■ WHAT YOU NEED TO DO: Within the material below, how many lines carry the word "sign"? Answer with a single number.

——————

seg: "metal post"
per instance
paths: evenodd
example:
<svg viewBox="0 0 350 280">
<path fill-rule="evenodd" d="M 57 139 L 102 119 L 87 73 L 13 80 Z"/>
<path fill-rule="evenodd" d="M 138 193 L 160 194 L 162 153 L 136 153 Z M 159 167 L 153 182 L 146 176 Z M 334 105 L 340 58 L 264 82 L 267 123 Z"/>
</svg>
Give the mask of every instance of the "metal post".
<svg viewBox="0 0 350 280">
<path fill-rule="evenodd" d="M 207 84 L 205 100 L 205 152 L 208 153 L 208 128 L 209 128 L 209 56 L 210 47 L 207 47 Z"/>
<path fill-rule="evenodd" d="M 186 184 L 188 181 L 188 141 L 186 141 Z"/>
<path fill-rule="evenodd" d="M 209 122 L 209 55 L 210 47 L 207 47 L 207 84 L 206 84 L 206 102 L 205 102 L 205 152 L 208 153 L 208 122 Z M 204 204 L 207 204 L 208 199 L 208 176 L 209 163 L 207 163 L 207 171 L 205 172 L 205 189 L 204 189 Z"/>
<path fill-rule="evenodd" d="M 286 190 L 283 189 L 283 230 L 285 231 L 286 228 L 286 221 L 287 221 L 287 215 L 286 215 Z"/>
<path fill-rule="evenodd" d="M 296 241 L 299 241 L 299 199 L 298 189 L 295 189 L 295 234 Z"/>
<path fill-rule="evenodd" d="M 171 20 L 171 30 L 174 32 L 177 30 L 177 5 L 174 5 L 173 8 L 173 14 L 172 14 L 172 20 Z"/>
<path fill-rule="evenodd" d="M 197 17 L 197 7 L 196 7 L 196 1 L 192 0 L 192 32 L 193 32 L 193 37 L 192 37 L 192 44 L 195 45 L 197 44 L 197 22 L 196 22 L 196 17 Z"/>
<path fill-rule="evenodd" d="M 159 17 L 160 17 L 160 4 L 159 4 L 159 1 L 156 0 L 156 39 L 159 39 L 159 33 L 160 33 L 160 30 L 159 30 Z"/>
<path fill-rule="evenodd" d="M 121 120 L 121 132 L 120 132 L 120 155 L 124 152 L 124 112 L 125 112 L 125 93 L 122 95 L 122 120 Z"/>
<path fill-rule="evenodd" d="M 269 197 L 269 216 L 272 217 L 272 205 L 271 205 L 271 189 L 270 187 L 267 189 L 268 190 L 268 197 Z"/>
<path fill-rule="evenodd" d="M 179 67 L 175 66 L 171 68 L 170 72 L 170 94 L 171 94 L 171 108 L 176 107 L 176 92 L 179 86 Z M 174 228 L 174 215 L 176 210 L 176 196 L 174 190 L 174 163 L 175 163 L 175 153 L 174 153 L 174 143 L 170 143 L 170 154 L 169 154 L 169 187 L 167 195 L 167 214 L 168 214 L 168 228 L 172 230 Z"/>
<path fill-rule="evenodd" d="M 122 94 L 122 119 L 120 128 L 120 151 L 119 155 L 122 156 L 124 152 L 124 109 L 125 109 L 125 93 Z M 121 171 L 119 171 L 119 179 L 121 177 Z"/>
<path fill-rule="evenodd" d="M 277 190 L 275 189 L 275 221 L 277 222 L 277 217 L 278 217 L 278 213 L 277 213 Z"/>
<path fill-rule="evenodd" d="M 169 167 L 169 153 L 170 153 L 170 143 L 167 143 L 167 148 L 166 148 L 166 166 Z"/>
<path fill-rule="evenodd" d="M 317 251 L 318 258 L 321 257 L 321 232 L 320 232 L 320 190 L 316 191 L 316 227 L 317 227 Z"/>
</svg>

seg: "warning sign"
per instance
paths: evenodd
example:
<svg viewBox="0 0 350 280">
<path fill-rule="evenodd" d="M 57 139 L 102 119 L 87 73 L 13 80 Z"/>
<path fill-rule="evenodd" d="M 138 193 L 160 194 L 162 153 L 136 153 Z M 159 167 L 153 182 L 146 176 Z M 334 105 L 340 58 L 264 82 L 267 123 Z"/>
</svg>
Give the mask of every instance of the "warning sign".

——————

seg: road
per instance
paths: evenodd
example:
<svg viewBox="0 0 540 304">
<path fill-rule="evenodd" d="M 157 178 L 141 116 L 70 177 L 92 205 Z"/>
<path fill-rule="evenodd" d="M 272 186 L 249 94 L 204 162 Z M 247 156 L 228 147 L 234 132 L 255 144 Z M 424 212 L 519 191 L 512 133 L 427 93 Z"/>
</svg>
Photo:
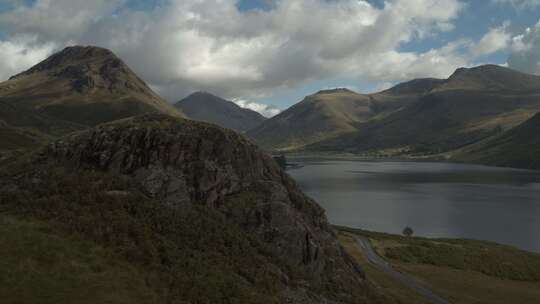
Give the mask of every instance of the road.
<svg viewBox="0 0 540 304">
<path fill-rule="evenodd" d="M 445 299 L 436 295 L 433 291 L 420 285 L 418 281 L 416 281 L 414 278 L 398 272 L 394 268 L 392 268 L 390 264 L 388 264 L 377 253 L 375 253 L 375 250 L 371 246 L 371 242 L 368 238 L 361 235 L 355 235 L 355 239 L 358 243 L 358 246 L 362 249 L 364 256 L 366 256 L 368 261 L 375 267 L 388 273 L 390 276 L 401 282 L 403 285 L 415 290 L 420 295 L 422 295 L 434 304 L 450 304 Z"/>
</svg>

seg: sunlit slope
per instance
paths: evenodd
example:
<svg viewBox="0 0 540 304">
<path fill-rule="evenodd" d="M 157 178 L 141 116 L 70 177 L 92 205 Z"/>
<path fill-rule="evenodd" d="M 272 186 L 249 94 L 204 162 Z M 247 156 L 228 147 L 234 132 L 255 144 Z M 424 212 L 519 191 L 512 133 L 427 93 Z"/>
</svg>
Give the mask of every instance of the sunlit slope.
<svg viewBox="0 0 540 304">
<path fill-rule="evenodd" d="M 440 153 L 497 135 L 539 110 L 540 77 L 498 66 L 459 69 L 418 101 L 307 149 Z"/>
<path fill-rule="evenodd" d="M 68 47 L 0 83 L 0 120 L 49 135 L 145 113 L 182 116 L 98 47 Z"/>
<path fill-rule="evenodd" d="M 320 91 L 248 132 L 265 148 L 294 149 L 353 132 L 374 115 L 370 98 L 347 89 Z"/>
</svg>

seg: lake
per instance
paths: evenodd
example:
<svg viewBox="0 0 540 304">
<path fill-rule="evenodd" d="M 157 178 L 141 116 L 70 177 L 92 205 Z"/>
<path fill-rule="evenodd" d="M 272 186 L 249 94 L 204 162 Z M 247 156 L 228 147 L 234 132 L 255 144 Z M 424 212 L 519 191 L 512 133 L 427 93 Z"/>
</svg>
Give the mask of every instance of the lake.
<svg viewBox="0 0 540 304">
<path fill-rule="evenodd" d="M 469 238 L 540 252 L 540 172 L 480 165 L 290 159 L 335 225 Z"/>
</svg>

——————

■ EXERCISE RESPONSE: 2